● **WHAT IS BEING ASKED**: Starting at the line that contains "Reviewer note: check that every instance of the window", copy each line through the end of the listing below. Include both ends and output nothing more.

Location labeling records:
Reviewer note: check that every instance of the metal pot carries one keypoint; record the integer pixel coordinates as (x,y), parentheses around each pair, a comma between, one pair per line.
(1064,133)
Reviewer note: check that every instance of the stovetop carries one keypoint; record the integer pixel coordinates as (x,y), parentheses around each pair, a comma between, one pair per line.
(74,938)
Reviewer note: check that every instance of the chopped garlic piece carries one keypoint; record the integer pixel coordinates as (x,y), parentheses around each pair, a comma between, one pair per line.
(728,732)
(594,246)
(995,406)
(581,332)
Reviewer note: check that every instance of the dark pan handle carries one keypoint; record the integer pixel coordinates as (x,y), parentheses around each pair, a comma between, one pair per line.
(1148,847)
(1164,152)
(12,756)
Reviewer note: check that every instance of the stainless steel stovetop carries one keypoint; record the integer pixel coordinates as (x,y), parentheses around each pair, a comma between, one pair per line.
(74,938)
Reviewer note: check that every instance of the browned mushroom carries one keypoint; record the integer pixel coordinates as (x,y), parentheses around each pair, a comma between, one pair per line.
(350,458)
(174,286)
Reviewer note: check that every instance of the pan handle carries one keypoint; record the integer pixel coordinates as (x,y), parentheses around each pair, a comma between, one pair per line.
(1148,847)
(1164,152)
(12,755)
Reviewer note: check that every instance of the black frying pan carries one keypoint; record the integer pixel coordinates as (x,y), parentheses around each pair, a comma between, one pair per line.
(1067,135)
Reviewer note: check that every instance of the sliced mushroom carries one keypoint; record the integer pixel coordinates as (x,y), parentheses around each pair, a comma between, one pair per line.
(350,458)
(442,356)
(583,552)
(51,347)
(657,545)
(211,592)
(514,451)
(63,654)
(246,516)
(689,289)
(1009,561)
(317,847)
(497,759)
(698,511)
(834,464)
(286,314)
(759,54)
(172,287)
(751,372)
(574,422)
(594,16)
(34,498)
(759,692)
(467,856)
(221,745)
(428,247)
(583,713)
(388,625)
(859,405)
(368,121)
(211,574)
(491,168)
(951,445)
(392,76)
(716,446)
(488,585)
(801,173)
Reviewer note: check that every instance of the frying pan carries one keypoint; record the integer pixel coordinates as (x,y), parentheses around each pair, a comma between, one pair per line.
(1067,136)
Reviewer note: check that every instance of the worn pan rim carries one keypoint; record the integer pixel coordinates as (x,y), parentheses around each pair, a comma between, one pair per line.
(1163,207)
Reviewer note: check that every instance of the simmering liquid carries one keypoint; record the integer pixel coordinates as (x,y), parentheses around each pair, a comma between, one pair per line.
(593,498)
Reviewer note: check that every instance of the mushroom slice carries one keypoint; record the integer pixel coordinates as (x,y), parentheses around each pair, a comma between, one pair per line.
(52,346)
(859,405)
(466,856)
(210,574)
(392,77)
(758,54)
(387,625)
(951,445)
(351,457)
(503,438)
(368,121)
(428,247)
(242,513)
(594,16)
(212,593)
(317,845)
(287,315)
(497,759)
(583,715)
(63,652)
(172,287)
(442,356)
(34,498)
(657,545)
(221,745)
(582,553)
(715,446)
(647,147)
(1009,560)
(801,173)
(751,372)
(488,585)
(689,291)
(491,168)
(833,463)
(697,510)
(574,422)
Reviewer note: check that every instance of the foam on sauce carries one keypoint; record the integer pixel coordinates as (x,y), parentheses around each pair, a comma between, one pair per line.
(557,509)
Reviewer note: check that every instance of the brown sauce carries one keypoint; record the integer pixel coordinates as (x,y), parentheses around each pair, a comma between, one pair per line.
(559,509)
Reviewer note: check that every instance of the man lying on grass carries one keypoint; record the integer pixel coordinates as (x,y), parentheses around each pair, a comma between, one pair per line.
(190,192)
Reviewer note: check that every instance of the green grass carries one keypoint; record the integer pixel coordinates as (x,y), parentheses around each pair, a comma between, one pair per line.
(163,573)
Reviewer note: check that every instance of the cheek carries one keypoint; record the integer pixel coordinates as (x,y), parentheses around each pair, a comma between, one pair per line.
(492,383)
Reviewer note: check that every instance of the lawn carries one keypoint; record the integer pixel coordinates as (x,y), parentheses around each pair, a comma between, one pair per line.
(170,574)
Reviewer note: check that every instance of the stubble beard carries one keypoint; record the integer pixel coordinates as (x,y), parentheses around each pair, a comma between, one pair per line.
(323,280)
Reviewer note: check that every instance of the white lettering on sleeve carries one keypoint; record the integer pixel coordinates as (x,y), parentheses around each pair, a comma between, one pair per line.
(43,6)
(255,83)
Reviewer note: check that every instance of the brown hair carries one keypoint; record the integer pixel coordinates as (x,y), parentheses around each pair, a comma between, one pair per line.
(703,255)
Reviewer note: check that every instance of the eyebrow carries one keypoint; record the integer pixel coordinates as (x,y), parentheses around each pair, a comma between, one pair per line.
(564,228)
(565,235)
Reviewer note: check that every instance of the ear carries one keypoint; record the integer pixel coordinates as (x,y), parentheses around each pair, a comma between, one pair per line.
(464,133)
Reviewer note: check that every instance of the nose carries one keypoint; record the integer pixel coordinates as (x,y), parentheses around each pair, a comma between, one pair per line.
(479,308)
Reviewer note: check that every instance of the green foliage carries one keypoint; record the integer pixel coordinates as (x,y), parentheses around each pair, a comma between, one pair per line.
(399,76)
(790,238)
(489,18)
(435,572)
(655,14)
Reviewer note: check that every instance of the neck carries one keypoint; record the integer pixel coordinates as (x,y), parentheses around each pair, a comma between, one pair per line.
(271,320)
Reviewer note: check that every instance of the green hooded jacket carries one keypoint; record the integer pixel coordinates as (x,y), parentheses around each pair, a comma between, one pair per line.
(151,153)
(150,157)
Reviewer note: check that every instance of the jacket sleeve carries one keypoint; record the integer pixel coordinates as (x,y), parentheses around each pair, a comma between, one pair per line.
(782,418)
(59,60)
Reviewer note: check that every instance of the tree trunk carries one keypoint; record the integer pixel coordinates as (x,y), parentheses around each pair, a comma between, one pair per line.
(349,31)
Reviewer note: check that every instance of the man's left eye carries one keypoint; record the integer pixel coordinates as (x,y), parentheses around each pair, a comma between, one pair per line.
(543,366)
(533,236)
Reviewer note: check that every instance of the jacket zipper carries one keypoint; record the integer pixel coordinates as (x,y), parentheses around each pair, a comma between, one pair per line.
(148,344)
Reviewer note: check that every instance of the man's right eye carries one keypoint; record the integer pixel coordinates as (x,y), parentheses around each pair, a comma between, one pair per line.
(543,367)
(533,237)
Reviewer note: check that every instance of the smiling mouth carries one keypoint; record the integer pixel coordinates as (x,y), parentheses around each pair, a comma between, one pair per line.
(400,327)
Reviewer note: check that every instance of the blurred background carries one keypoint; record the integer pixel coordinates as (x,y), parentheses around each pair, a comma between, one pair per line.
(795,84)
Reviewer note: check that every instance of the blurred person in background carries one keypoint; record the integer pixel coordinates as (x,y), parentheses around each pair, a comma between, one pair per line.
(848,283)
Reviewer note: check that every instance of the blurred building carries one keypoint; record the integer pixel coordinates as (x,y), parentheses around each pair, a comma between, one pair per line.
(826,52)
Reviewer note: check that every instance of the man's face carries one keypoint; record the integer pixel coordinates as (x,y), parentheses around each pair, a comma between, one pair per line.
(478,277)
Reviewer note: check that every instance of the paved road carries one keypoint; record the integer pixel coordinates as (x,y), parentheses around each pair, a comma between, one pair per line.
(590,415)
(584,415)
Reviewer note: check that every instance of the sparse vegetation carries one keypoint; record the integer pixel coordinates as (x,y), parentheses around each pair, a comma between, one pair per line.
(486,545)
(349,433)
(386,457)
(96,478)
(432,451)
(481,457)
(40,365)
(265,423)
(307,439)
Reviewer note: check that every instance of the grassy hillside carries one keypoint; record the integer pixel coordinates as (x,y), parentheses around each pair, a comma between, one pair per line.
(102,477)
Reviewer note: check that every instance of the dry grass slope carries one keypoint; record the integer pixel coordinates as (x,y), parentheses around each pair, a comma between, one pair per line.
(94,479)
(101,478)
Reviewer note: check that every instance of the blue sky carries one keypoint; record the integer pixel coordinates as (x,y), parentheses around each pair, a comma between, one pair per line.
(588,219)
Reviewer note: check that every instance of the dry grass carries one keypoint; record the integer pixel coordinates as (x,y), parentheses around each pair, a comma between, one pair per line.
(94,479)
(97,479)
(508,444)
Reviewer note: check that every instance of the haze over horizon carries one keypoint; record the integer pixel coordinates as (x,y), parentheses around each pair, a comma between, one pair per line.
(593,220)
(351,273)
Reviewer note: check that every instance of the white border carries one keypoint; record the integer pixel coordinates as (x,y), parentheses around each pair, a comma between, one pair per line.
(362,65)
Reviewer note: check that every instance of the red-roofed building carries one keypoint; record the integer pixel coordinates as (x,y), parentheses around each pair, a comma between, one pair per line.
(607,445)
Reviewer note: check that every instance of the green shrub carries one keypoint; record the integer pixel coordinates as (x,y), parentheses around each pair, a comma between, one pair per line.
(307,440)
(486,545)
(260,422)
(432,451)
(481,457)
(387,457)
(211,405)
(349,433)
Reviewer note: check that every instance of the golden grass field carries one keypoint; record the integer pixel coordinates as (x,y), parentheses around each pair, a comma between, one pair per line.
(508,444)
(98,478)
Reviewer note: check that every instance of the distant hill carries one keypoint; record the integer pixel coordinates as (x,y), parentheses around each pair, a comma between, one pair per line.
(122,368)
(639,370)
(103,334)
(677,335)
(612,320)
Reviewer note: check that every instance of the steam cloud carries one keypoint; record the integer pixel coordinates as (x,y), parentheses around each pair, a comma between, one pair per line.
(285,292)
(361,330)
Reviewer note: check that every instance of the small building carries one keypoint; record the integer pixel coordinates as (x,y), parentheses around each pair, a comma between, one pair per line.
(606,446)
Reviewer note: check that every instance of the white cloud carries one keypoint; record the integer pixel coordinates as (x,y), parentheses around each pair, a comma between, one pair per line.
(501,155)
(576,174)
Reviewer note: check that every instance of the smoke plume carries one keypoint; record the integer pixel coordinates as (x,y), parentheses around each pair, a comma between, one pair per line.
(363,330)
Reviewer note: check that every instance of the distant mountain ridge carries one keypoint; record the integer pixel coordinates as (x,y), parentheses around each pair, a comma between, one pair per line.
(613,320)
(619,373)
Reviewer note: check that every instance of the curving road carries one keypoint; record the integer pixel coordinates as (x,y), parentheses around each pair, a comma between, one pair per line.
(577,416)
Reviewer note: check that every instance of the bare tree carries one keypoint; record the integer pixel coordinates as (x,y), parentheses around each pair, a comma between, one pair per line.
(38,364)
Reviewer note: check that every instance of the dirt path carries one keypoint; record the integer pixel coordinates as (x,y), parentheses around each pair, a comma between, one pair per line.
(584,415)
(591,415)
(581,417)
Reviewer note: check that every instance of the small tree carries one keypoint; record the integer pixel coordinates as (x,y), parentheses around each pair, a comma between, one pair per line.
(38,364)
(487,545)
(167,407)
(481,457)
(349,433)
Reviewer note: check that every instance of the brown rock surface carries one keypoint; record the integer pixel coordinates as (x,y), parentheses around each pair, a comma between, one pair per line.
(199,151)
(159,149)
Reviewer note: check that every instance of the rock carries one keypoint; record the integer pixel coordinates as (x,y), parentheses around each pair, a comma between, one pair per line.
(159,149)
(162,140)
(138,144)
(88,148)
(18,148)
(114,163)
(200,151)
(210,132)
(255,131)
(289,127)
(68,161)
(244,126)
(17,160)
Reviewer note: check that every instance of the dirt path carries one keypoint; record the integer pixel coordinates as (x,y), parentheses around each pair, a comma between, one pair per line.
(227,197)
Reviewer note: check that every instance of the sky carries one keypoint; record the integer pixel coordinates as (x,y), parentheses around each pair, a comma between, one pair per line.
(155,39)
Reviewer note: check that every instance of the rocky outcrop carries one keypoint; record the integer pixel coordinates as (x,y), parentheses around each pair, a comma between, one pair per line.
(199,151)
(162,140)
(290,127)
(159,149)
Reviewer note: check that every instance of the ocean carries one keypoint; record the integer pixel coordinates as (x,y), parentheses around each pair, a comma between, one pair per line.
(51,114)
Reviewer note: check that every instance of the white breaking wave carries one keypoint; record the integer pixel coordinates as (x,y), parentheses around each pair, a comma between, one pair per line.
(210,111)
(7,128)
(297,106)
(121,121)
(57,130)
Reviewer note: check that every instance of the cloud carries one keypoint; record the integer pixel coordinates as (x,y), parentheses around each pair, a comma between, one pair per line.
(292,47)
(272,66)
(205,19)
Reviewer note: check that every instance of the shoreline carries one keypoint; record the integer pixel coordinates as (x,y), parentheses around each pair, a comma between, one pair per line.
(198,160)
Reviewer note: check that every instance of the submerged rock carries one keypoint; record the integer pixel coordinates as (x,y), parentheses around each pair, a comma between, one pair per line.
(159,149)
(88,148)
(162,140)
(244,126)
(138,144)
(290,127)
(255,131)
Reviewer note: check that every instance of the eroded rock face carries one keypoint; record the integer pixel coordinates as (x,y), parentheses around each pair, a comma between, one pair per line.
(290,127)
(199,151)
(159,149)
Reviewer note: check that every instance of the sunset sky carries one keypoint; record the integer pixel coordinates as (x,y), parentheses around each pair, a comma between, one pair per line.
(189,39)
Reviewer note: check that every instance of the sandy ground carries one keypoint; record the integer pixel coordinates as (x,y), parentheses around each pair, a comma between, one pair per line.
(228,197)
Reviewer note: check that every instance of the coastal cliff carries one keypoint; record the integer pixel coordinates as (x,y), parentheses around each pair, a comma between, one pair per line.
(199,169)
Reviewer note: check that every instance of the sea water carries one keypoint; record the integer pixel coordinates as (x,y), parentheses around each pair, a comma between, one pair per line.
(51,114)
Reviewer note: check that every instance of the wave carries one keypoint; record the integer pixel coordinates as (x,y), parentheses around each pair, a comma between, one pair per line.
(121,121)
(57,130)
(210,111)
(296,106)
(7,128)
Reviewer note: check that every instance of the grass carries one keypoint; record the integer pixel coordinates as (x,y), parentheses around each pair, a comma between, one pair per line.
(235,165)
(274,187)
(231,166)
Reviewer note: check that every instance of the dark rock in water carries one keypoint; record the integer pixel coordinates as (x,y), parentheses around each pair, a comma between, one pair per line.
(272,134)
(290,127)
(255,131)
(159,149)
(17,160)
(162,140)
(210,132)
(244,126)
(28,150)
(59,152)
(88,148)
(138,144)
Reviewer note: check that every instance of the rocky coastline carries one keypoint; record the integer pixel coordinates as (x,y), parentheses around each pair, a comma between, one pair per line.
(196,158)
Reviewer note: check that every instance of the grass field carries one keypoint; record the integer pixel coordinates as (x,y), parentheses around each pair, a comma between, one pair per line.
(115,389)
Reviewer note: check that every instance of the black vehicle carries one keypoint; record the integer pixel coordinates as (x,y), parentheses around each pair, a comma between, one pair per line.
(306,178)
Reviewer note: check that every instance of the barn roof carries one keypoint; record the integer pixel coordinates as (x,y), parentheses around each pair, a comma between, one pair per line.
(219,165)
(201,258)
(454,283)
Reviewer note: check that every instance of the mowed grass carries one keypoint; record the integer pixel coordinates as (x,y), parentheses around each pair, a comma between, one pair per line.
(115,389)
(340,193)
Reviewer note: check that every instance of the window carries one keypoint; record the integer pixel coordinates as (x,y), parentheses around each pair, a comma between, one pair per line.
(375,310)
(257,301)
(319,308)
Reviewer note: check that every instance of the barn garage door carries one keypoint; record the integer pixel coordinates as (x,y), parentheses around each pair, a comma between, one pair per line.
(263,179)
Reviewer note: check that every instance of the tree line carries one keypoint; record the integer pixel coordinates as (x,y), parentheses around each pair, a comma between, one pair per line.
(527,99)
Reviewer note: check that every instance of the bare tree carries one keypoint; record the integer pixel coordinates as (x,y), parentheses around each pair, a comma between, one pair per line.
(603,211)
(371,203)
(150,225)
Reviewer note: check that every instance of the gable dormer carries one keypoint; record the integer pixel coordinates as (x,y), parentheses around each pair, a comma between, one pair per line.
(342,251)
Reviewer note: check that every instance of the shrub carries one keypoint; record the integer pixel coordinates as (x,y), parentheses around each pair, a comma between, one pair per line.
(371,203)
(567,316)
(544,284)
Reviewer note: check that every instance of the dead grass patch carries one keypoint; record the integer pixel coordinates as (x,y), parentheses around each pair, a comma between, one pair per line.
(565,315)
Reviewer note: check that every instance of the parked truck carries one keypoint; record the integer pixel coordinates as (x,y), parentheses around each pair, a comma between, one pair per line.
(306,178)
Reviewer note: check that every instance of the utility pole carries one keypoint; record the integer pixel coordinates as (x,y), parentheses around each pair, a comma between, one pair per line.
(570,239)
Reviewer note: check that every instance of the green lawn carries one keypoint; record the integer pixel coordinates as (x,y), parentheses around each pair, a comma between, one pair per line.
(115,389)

● **FULL OUTPUT**:
Reviewer note: check that every instance of the window carries one keypoint; record the integer pixel coordinates as (x,y), parentheses around each pair, a comma between, one pair per line.
(375,310)
(257,301)
(319,308)
Reviewer note: check that every instance of the barn garage door carries one keypoint; record the integer pixel coordinates as (x,y), parentheses around each pair, a comma between, one pair per line.
(263,179)
Reviewer note: check that every instance of the tree line carries one keypoint; record the integer pixel coordinates as (x,y), parentheses around each pair, a comma between, one pair per line.
(527,99)
Reviewer note: check that every instance of the bare tree carries one keypoint; record the integer pixel coordinates as (x,y), parentheses around each pair, a comma between, one pair per line.
(603,211)
(371,203)
(150,225)
Reviewer note: check that every instance of the gable dormer carries one keypoint; record the integer pixel coordinates as (x,y), parentheses around each pair, a comma between, one pair per line.
(342,251)
Reviewer note: check that every instance of the shrub carries one keypoint; record the integer pixel coordinates as (x,y), parentheses around each pair, a comma between, one pair per line.
(371,203)
(567,316)
(544,284)
Reviewer note: check that every instance of the dead grass patch carries one keypoint; record the integer pixel coordinates as (x,y), parentheses around each pair, a comma between, one pair per line.
(565,315)
Reviewer note: check that every instance of the parked truck carries one keypoint; record the integer pixel coordinates as (x,y), parentheses around each pair, a comma between, one pair per line.
(306,178)
Reviewer note: check that every instance of the utility pole carries one keypoint; record the integer pixel coordinates as (x,y), parentheses around each pair, a comma between, one pair per line.
(570,239)
Reviewer note: check that every instance of the green lawn carries one keypoint; record the integer pixel coordinates as (x,y), parentheses around each pair, a comma between, one pair per line.
(115,389)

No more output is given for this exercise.